#### EXERCISE DATA
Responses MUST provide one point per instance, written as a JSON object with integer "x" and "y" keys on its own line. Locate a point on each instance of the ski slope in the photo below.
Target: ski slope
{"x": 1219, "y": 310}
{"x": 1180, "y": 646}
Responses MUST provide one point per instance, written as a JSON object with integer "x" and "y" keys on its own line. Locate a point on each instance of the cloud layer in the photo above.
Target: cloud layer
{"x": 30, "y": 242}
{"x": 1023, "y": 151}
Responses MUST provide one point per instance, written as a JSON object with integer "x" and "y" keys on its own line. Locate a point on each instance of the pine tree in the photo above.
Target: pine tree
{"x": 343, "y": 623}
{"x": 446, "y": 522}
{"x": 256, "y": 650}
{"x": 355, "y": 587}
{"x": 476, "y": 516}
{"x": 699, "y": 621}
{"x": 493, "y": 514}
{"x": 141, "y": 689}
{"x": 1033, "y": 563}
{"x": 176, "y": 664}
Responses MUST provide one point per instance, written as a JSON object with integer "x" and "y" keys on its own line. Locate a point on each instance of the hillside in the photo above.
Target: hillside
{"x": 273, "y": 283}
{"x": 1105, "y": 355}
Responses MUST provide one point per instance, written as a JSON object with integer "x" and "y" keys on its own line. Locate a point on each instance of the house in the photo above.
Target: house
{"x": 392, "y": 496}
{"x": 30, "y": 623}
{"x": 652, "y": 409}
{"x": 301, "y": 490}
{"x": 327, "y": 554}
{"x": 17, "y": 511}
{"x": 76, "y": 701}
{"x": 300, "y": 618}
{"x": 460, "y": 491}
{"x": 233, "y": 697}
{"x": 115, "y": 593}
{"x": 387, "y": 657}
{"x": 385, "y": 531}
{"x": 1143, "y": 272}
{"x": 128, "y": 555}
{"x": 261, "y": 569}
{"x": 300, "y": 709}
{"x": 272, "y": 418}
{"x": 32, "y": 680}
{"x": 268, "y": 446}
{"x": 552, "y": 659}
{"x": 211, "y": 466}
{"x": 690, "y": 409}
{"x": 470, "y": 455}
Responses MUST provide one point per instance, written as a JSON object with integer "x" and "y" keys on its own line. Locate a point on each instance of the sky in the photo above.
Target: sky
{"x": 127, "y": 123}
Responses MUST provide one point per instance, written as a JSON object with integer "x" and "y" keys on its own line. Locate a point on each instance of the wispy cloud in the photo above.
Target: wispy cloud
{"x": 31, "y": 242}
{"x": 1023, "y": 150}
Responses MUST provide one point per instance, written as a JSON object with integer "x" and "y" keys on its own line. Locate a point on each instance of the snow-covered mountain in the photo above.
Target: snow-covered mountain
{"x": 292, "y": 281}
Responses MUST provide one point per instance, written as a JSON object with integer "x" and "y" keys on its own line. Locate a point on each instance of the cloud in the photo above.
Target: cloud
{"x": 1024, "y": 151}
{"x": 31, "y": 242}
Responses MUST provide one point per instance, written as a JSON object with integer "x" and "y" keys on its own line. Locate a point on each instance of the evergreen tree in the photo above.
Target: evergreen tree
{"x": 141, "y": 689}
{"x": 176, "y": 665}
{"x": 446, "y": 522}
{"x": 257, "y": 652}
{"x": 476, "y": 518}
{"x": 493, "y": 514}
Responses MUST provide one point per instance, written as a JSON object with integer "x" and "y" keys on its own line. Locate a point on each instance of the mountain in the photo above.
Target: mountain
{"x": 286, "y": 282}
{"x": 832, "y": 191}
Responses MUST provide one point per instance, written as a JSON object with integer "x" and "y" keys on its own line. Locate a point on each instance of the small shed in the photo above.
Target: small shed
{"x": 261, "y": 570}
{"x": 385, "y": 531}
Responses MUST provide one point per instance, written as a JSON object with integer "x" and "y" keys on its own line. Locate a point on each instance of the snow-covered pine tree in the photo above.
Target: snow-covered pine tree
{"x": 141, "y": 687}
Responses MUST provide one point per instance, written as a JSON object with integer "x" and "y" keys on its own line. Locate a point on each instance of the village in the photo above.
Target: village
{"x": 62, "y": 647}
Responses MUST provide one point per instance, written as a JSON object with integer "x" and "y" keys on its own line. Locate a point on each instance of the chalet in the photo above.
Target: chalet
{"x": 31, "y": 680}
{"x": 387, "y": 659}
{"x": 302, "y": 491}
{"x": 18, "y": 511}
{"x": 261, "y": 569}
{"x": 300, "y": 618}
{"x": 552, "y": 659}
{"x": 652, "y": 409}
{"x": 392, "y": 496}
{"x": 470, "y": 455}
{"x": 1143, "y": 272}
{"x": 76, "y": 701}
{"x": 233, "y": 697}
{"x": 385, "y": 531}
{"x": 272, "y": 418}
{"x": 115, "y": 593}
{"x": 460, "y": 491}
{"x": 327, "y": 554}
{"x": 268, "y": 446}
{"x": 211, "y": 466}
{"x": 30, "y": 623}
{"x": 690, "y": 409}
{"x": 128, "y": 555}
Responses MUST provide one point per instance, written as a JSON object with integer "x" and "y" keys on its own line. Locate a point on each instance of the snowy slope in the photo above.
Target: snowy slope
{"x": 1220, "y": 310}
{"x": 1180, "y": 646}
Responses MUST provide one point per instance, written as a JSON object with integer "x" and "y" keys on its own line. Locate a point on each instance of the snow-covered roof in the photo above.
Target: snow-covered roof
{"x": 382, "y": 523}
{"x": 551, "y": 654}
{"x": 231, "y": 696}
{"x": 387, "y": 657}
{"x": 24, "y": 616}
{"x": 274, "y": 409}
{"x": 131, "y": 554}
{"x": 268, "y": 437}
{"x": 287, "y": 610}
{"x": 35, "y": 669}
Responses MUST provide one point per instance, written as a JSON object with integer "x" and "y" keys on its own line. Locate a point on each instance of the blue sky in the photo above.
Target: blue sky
########
REQUIRED WORK >> Every entry must be retyped in full, exactly as given.

FULL OUTPUT >>
Responses MUST provide one point per instance, written as a JSON object with integer "x" and "y" keys on its own line. Locate a point on each instance of the ski slope in the photo below.
Target: ski slope
{"x": 1219, "y": 310}
{"x": 1180, "y": 646}
Responses MUST provide one point per instance, written as a JSON object with integer "x" and "y" keys on its own line. Locate a point on each instance of the cloud layer in the photo above.
Target: cloud layer
{"x": 30, "y": 242}
{"x": 1023, "y": 151}
Responses MUST provide one point per instance, written as a JSON object with integer "x" and "y" keys on its own line. Locate a point on each instance of the pine tree in the photo above.
Target: pine tree
{"x": 343, "y": 623}
{"x": 446, "y": 522}
{"x": 256, "y": 650}
{"x": 355, "y": 587}
{"x": 476, "y": 516}
{"x": 699, "y": 621}
{"x": 493, "y": 514}
{"x": 141, "y": 689}
{"x": 1033, "y": 563}
{"x": 176, "y": 664}
Responses MUST provide one point per instance, written as a JSON object with integer "x" and "y" keys on its own line. Locate a point on each instance of the hillside in the photo above.
Target: hillside
{"x": 273, "y": 283}
{"x": 1105, "y": 355}
Responses MUST provide one point per instance, written as a JSON object with integer "x" and "y" keys on its own line. Locate a point on each instance of the house in the photo above.
Target: house
{"x": 392, "y": 496}
{"x": 30, "y": 623}
{"x": 652, "y": 409}
{"x": 301, "y": 490}
{"x": 327, "y": 554}
{"x": 17, "y": 511}
{"x": 76, "y": 701}
{"x": 300, "y": 618}
{"x": 460, "y": 491}
{"x": 233, "y": 697}
{"x": 115, "y": 593}
{"x": 387, "y": 657}
{"x": 385, "y": 531}
{"x": 1143, "y": 272}
{"x": 128, "y": 555}
{"x": 261, "y": 569}
{"x": 300, "y": 709}
{"x": 272, "y": 418}
{"x": 32, "y": 680}
{"x": 268, "y": 446}
{"x": 552, "y": 659}
{"x": 211, "y": 466}
{"x": 690, "y": 409}
{"x": 470, "y": 455}
Responses MUST provide one point per instance, written as a JSON object with integer "x" and "y" keys on its own line. Locate a point on each instance of the sky in the photo above.
Target: sky
{"x": 127, "y": 123}
Responses MUST provide one point per instance, written as a JSON object with integer "x" and "y" keys on its own line. Locate a point on each instance of the wispy cloud in the photo above.
Target: wispy cloud
{"x": 31, "y": 242}
{"x": 1023, "y": 150}
Responses MUST provide one point per instance, written as a JSON object with integer "x" and "y" keys on its own line. Locate a point on each instance of the snow-covered mountain in the photo above.
Target: snow-covered mountain
{"x": 292, "y": 281}
Responses MUST provide one point per instance, written as a JSON object with integer "x" and "y" keys on its own line. Locate a point on each instance of the cloud in the photo above.
Target: cloud
{"x": 1024, "y": 151}
{"x": 31, "y": 242}
Responses MUST provide one point per instance, written as a JSON object with integer "x" and "y" keys on its own line. Locate a point on each instance of the evergreen tree in the photo above.
Target: evergreen tree
{"x": 141, "y": 689}
{"x": 176, "y": 665}
{"x": 446, "y": 522}
{"x": 257, "y": 652}
{"x": 476, "y": 518}
{"x": 493, "y": 514}
Responses MUST provide one point per instance, written as a JSON object with integer "x" and "y" keys on its own line. Locate a point on each instance of the mountain in the photo above.
Target: mountain
{"x": 286, "y": 282}
{"x": 832, "y": 191}
Responses MUST provide one point per instance, written as a JSON object with integer "x" and "y" keys on its own line. Locate a point on each instance of the small shed in the photo above.
Target: small shed
{"x": 261, "y": 570}
{"x": 385, "y": 531}
Responses MUST provide one point per instance, written as a JSON object with integer "x" and "y" keys on its own line. Locate a point on each instance of the snow-covered pine tree in the photo above.
Target: snow-covered pine tree
{"x": 141, "y": 687}
Responses MUST provide one point per instance, written as a JSON object with integer "x" and "y" keys on its own line. Locate a point on each instance of the village in the photo above.
Target: village
{"x": 62, "y": 647}
Responses MUST provide one point per instance, written as a JSON object with integer "x" and "y" keys on its own line. Locate a point on each instance of the chalet in the photo above.
Target: chalet
{"x": 31, "y": 680}
{"x": 387, "y": 659}
{"x": 302, "y": 491}
{"x": 18, "y": 511}
{"x": 261, "y": 569}
{"x": 300, "y": 618}
{"x": 552, "y": 659}
{"x": 652, "y": 409}
{"x": 392, "y": 496}
{"x": 470, "y": 455}
{"x": 1143, "y": 272}
{"x": 76, "y": 701}
{"x": 233, "y": 697}
{"x": 385, "y": 531}
{"x": 272, "y": 418}
{"x": 115, "y": 593}
{"x": 460, "y": 491}
{"x": 327, "y": 554}
{"x": 268, "y": 446}
{"x": 211, "y": 466}
{"x": 30, "y": 623}
{"x": 690, "y": 409}
{"x": 128, "y": 555}
Responses MUST provide one point per instance, written as a JSON object with integer "x" and "y" keys on its own line. Locate a point on each instance of the snowy slope in the photo above.
Target: snowy slope
{"x": 1220, "y": 310}
{"x": 1180, "y": 646}
Responses MUST provide one point per instance, written as a JSON object with integer "x" and "y" keys on its own line. Locate a point on each instance of the snow-covered roof in the photo above.
Target: snow-covered roof
{"x": 382, "y": 523}
{"x": 551, "y": 654}
{"x": 231, "y": 696}
{"x": 387, "y": 657}
{"x": 24, "y": 616}
{"x": 274, "y": 409}
{"x": 131, "y": 554}
{"x": 268, "y": 437}
{"x": 287, "y": 610}
{"x": 35, "y": 669}
Responses MUST provide one point per instance, written as a JSON object with integer "x" and "y" keys on its own line. Locate a point on each instance of the blue sky in the photo above.
Target: blue sky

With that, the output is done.